### Records shown ###

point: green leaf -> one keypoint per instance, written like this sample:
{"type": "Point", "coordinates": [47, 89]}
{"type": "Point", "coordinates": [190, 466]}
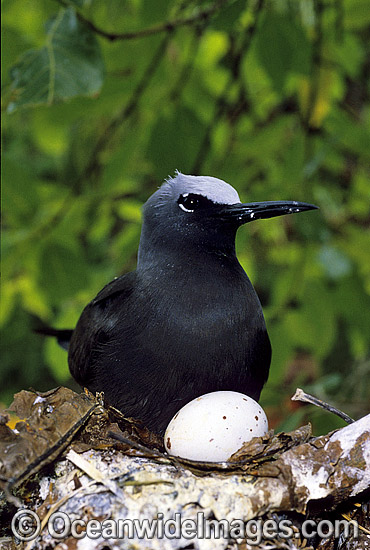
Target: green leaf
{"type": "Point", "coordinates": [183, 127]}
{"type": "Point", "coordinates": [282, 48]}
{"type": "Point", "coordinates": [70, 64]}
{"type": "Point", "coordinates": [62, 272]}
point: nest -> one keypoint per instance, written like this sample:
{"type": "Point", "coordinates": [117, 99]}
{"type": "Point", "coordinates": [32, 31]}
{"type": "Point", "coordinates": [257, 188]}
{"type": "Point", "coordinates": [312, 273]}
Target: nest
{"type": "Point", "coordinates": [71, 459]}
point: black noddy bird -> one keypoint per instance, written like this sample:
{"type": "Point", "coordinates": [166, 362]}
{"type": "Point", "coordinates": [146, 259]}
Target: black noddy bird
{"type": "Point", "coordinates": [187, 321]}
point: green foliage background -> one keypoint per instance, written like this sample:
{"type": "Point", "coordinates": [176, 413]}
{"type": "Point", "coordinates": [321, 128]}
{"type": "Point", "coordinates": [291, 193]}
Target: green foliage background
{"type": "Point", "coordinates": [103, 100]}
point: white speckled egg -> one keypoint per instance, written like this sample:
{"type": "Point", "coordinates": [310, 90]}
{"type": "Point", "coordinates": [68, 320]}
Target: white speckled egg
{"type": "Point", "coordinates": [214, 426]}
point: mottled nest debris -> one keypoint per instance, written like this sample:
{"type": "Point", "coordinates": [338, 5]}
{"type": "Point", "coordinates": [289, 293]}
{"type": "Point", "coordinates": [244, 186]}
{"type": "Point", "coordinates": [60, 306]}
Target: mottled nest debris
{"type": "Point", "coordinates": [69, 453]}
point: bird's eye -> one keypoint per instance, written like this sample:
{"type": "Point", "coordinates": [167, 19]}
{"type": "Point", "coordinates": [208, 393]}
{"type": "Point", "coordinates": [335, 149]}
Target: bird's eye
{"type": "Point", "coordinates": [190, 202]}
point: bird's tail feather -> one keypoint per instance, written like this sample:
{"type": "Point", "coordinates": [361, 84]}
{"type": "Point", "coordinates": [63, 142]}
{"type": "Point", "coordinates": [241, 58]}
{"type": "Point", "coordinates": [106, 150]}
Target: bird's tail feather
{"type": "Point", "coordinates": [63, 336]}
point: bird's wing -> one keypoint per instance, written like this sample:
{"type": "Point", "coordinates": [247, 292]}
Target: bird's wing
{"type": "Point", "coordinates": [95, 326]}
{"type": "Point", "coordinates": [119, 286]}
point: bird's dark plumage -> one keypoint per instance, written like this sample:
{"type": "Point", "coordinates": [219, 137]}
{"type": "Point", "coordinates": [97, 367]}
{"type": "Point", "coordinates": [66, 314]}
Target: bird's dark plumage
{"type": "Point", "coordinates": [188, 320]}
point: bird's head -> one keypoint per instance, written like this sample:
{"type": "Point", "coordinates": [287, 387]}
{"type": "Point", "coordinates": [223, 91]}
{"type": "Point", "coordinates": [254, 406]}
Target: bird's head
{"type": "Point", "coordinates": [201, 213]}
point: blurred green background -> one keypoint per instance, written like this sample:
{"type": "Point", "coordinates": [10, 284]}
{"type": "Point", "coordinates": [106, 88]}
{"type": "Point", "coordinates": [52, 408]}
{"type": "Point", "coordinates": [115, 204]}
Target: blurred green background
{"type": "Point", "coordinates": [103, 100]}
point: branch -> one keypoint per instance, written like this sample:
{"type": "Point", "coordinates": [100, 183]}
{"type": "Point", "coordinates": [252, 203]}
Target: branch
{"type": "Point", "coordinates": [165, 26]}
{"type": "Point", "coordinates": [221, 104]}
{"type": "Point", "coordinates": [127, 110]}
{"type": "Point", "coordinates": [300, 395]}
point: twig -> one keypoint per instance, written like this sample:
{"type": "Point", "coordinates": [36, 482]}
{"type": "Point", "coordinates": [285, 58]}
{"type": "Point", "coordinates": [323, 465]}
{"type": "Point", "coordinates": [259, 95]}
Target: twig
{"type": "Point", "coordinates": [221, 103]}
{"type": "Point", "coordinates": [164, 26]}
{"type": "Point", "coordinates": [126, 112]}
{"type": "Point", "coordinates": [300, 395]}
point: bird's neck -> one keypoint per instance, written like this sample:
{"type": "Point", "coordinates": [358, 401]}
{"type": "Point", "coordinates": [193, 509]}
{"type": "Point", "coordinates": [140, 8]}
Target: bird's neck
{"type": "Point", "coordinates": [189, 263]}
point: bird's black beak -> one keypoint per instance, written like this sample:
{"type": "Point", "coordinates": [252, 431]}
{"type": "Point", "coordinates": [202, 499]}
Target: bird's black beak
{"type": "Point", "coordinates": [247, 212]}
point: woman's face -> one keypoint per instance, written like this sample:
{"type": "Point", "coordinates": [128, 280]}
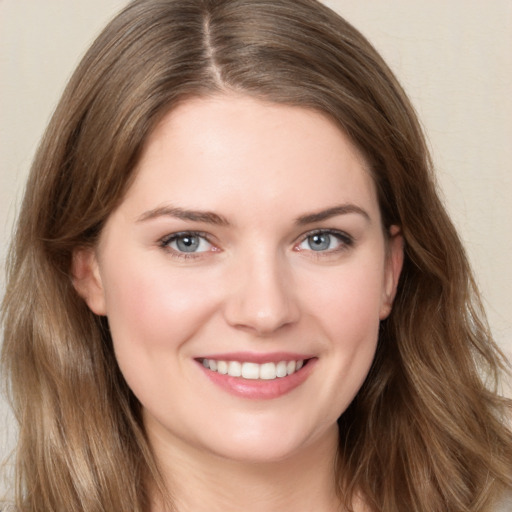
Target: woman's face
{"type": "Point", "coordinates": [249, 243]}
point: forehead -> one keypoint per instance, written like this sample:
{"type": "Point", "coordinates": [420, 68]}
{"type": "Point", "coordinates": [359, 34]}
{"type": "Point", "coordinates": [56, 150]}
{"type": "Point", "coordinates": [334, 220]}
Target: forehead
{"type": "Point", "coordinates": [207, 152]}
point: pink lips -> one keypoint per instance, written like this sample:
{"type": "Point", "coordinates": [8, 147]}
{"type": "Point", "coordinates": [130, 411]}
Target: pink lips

###

Action item:
Using the data above, count the lines where "lips" appears. Reply with the number only.

Reply to the task:
2